PROBLEM
Return the exact lines spanning from the line with "of the blue" through the last line of the entries, boundaries included, and no others.

STORED DATA

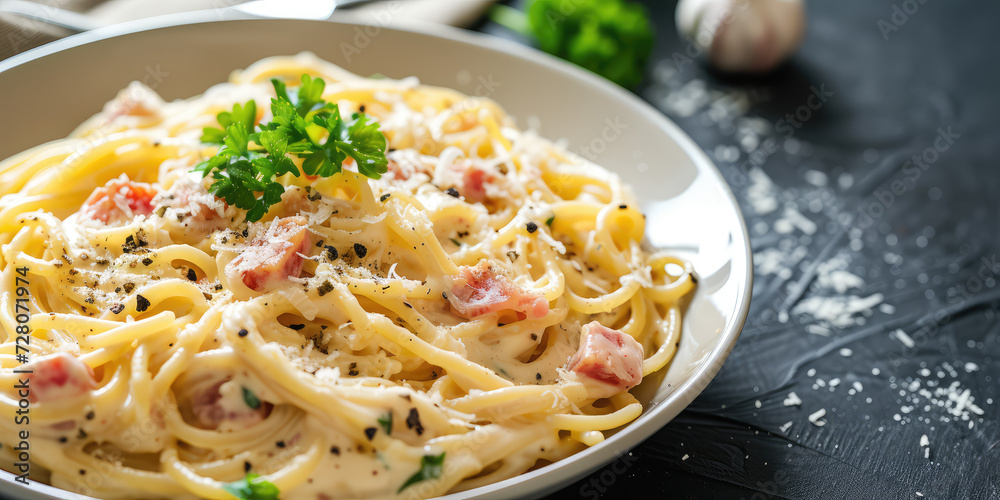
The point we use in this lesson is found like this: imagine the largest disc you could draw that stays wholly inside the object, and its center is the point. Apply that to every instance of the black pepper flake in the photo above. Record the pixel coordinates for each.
(360, 250)
(129, 245)
(413, 421)
(141, 303)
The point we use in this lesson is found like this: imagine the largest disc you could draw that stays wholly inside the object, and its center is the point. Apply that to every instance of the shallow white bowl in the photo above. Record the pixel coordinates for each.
(46, 92)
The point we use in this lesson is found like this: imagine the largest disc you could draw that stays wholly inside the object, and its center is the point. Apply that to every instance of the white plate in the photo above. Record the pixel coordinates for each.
(46, 92)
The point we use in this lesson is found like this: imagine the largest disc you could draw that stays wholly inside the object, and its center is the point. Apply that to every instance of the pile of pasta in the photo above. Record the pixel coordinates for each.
(427, 344)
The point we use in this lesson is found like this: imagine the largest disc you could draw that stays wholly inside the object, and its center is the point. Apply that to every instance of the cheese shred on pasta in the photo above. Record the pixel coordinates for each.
(481, 310)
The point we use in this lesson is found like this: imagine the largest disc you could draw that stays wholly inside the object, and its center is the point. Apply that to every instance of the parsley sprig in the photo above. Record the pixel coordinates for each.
(252, 487)
(431, 467)
(251, 157)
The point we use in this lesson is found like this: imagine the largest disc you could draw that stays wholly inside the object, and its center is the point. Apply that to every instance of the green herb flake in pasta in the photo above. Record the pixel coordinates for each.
(431, 467)
(252, 487)
(250, 399)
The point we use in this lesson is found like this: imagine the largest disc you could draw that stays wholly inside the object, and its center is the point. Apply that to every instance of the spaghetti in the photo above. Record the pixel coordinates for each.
(479, 311)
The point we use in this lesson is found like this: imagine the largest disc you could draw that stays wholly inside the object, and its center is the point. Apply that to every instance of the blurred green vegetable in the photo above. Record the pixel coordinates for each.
(612, 38)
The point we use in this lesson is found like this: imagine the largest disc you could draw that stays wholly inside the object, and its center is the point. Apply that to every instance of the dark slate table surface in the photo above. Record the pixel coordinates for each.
(889, 174)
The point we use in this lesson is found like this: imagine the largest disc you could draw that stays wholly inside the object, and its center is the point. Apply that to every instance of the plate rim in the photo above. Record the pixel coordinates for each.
(563, 472)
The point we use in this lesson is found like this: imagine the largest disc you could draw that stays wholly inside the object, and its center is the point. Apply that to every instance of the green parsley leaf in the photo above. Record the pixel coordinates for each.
(251, 157)
(613, 38)
(385, 421)
(252, 487)
(430, 468)
(251, 399)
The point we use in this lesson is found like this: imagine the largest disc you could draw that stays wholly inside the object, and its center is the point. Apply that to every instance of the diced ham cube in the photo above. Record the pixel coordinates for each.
(273, 255)
(481, 290)
(220, 404)
(58, 377)
(610, 357)
(119, 201)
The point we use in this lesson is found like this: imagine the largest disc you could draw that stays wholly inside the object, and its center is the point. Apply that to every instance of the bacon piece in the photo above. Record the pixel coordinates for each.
(609, 356)
(58, 377)
(120, 200)
(474, 184)
(219, 404)
(273, 255)
(481, 290)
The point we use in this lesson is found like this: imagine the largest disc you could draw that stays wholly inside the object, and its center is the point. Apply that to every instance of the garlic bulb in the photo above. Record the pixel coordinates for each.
(746, 36)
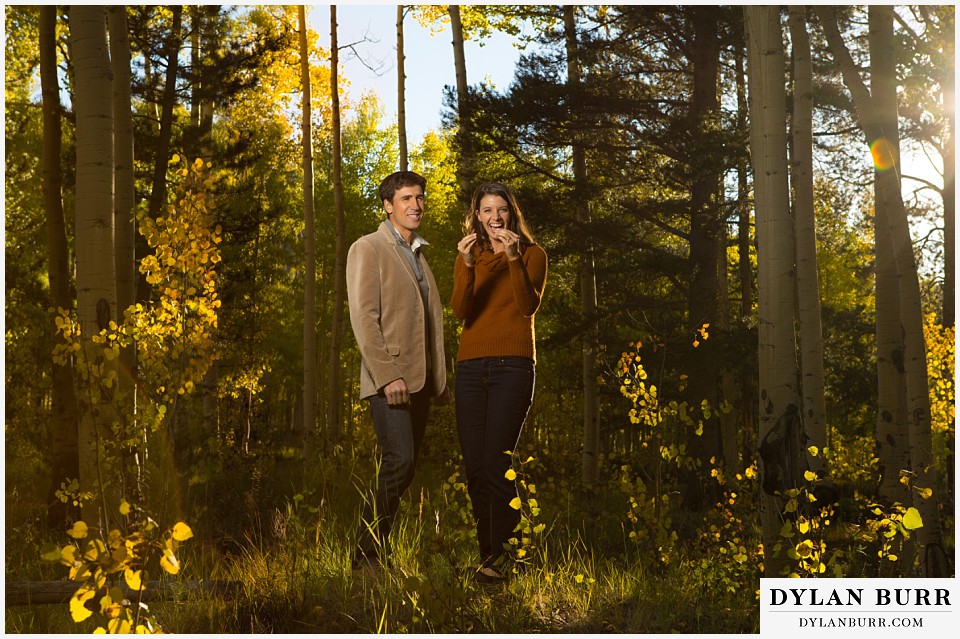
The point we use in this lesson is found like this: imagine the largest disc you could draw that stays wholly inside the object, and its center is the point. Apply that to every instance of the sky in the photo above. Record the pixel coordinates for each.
(429, 60)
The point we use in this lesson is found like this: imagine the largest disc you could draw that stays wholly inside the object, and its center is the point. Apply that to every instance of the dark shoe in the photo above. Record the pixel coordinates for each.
(366, 567)
(488, 575)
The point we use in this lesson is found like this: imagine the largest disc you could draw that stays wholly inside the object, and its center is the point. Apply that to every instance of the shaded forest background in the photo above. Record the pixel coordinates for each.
(745, 358)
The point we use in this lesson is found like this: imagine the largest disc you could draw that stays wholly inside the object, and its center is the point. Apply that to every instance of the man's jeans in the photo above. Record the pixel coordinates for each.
(493, 395)
(400, 431)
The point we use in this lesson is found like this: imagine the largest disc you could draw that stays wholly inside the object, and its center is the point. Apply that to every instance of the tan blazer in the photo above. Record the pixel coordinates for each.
(387, 316)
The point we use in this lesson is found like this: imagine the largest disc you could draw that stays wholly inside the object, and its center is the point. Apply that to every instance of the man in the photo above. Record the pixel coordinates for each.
(397, 318)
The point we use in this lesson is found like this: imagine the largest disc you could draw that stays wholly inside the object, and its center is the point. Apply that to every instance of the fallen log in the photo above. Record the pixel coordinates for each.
(30, 593)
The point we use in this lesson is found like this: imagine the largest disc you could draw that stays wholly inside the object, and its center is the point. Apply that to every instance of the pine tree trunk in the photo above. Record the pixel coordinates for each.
(590, 347)
(96, 280)
(467, 171)
(158, 191)
(779, 400)
(340, 259)
(401, 91)
(748, 401)
(309, 251)
(64, 402)
(814, 408)
(124, 202)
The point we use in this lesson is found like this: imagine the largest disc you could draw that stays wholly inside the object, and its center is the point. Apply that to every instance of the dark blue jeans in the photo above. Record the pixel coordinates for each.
(493, 395)
(400, 431)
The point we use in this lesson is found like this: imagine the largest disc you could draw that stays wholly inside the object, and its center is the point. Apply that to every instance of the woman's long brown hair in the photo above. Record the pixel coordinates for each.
(471, 224)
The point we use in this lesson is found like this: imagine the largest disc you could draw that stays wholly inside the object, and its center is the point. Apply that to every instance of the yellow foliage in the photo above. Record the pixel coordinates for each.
(940, 373)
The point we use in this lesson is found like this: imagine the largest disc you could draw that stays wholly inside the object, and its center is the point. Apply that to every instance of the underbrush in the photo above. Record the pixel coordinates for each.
(618, 558)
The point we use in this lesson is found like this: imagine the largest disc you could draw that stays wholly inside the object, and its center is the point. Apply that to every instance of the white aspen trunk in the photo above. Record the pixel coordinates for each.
(463, 120)
(814, 408)
(124, 195)
(340, 247)
(777, 347)
(96, 281)
(309, 251)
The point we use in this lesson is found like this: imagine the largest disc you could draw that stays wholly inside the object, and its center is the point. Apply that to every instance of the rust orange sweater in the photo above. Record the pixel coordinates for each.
(497, 300)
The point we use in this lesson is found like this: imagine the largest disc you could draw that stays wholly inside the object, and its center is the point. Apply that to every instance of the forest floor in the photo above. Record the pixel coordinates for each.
(581, 573)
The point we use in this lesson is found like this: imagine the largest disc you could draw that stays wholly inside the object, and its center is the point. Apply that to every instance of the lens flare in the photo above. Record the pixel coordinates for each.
(884, 154)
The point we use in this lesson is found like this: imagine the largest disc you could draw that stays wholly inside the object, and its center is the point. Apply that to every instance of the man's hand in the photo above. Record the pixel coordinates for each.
(397, 393)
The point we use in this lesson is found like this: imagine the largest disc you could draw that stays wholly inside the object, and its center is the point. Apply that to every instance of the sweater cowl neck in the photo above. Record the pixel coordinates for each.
(494, 261)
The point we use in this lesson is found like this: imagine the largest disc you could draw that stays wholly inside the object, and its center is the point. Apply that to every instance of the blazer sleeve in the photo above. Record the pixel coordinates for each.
(528, 277)
(364, 286)
(464, 278)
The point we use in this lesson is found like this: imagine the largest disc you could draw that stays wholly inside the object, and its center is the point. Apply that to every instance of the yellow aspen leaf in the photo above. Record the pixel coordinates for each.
(78, 610)
(68, 554)
(134, 579)
(912, 519)
(169, 562)
(181, 531)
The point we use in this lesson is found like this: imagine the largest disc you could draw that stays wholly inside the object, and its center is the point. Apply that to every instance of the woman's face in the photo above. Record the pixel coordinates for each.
(494, 215)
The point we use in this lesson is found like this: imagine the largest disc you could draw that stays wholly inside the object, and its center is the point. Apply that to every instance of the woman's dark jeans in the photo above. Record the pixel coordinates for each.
(400, 431)
(493, 395)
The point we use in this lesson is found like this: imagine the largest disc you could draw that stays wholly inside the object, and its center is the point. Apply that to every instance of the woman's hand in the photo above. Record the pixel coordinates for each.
(510, 242)
(465, 247)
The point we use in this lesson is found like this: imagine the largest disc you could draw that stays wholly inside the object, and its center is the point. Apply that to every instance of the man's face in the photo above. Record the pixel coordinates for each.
(405, 210)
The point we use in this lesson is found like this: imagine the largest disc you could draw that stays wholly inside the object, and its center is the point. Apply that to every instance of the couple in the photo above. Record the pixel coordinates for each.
(397, 318)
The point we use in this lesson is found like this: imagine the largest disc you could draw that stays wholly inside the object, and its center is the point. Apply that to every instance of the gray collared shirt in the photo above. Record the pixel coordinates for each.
(412, 252)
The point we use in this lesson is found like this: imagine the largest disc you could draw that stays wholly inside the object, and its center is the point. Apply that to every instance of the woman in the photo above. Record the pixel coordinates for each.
(499, 277)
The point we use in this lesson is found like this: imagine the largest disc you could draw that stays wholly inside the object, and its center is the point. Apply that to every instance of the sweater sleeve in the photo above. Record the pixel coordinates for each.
(528, 276)
(463, 281)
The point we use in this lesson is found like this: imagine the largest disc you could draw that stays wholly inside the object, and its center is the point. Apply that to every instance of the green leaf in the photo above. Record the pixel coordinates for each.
(182, 532)
(78, 531)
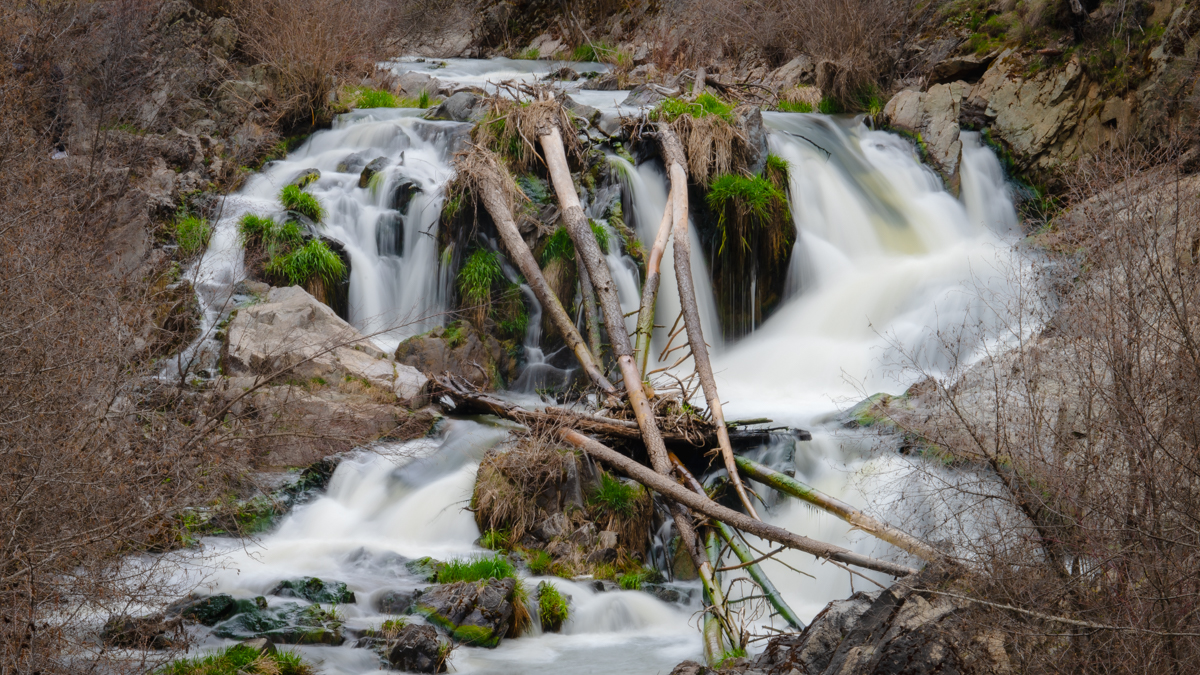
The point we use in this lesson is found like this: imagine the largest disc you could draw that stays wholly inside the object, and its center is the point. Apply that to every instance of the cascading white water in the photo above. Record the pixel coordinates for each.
(883, 257)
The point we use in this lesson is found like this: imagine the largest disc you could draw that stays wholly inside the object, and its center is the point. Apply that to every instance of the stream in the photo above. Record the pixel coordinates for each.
(885, 257)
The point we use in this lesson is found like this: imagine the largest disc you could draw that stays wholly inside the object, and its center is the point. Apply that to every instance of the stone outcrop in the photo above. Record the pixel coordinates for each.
(474, 613)
(459, 348)
(292, 329)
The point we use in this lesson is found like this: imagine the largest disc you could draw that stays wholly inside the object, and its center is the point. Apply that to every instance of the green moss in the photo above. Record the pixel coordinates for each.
(238, 659)
(615, 497)
(312, 261)
(191, 232)
(475, 568)
(705, 105)
(552, 607)
(478, 274)
(295, 199)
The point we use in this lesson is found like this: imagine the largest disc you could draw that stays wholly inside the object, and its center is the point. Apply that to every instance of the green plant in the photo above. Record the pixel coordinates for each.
(475, 568)
(192, 233)
(478, 274)
(237, 659)
(705, 105)
(369, 97)
(539, 562)
(552, 607)
(795, 107)
(313, 260)
(295, 199)
(616, 497)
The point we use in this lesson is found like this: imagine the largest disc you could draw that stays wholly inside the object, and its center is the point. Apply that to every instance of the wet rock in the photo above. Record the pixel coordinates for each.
(649, 95)
(462, 106)
(417, 650)
(139, 633)
(477, 614)
(315, 590)
(397, 602)
(293, 329)
(461, 351)
(306, 178)
(208, 610)
(369, 172)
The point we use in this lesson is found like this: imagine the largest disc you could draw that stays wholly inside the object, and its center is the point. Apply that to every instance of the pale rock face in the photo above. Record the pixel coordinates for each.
(293, 328)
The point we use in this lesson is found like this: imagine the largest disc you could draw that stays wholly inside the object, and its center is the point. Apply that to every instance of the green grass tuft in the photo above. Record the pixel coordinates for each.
(369, 97)
(478, 274)
(295, 199)
(551, 607)
(475, 568)
(192, 233)
(616, 497)
(313, 260)
(238, 659)
(705, 105)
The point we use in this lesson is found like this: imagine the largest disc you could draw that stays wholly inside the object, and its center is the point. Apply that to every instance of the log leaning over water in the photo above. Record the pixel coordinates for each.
(673, 156)
(672, 490)
(790, 485)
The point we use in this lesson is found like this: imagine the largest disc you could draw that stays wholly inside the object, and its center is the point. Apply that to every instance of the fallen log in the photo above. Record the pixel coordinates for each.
(651, 291)
(672, 490)
(676, 161)
(489, 179)
(790, 485)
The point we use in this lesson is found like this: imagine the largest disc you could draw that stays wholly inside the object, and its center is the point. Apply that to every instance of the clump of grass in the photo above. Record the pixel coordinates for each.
(615, 497)
(295, 199)
(369, 97)
(301, 264)
(552, 607)
(706, 105)
(192, 233)
(237, 659)
(475, 568)
(478, 274)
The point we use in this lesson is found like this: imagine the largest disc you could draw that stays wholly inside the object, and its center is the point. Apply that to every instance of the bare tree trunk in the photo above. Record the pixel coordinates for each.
(651, 291)
(676, 161)
(790, 485)
(492, 195)
(589, 305)
(672, 490)
(606, 292)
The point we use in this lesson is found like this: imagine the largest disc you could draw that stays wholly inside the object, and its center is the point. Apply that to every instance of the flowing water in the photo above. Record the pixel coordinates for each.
(885, 257)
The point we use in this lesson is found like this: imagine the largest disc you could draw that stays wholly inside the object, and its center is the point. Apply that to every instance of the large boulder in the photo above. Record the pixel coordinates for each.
(474, 613)
(933, 117)
(292, 329)
(459, 348)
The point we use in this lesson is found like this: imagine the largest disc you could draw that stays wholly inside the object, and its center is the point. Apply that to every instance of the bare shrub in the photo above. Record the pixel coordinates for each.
(1072, 461)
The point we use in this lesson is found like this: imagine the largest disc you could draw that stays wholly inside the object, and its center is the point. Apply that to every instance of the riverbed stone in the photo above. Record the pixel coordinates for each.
(474, 613)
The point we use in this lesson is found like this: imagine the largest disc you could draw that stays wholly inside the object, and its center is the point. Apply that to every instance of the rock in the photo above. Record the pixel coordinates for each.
(462, 106)
(262, 645)
(396, 602)
(293, 329)
(315, 590)
(934, 117)
(461, 351)
(139, 633)
(207, 611)
(417, 650)
(306, 178)
(607, 539)
(369, 172)
(755, 148)
(648, 95)
(477, 614)
(603, 555)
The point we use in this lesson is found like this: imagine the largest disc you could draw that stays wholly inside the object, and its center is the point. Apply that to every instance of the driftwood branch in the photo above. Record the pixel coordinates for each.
(676, 161)
(672, 490)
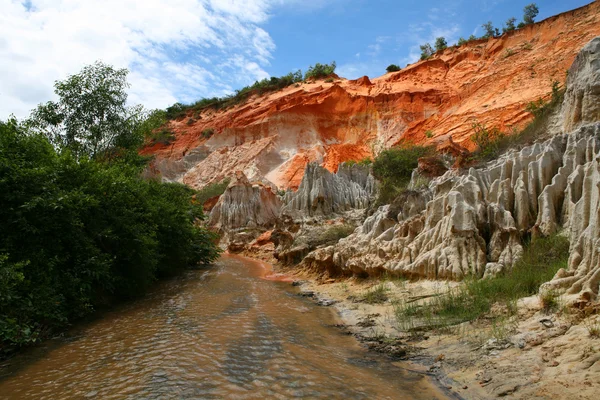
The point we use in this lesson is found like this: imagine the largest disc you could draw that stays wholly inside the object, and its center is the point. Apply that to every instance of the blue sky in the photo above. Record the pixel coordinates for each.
(364, 37)
(183, 50)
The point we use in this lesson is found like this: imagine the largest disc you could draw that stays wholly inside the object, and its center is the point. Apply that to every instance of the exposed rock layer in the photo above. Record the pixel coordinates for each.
(245, 205)
(326, 194)
(277, 135)
(473, 224)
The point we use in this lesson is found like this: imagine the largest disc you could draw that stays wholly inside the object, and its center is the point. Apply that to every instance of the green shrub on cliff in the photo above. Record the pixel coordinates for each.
(393, 168)
(320, 71)
(541, 259)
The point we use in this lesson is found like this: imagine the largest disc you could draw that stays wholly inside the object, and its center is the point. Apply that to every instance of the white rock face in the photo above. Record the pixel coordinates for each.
(245, 205)
(322, 193)
(472, 224)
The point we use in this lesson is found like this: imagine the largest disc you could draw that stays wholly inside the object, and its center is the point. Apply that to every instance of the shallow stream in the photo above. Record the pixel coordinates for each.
(219, 333)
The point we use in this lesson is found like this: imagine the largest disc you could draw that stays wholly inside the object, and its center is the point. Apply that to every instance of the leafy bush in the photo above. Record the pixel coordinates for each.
(530, 11)
(441, 44)
(320, 71)
(541, 259)
(487, 141)
(489, 29)
(79, 234)
(164, 136)
(426, 51)
(91, 117)
(492, 143)
(510, 25)
(178, 110)
(393, 168)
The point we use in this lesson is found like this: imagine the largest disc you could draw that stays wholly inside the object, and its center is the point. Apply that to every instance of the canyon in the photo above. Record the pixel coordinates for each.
(436, 101)
(301, 197)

EXERCISE RESULT
The point we use in this lesson is found like this: imagine the largest disc you could draw that stays wholly inside the object, and its center is the point. Apply that to every instance of the blue sky in the photo above. Record the pixel coordinates for each.
(364, 37)
(183, 50)
The point we use in this lesson is found like this: imagine the largest disc you could draw that stays wholly inside the object, and its center is the point. Apply that to every instance of the exposed rock layer in the photo above. Record the pixel coordinates for each.
(245, 205)
(326, 194)
(277, 135)
(473, 224)
The point we use in this lesson is found like this: imagine the largest disc you could draw that stays wholly inside the object, and its center is the point. Apply that to every instance of the green shrub on cliff in the photo above. Record the pixel coordinates for each.
(393, 168)
(320, 71)
(541, 259)
The point we use in this lesson is found like this: imagine the largest disc you could draw that stays wholly inside the object, and its center is the point. Apply that to every instance of the white rock face in the photo above. Record the pixel coordinates for each.
(245, 205)
(322, 193)
(472, 224)
The point we use in this lesson is found like this: imagine the largest disc you could draw that stays wholly inside the object, and its center is the point. Apply that to every instance of the shallow stream in the photo above. Record the pixel coordinates for each.
(219, 333)
The point we use in this lesson is found like this: imagine the largest disc you could draw that stays wholly inside the object, and its center is the point. Apply that to every instance of the leafy bush in the photo above. Record the pixel coordinates for each.
(530, 11)
(441, 44)
(320, 71)
(541, 259)
(487, 141)
(489, 29)
(79, 234)
(164, 136)
(426, 51)
(91, 117)
(492, 143)
(510, 25)
(178, 110)
(393, 168)
The point we use in this lesson is found like this: imagine the largest disc you could draw that stays wholly inside the object, and its center is the point. Apply that to every instance of the canyon in the photo above. Record the pixel coordinates for each.
(436, 101)
(301, 197)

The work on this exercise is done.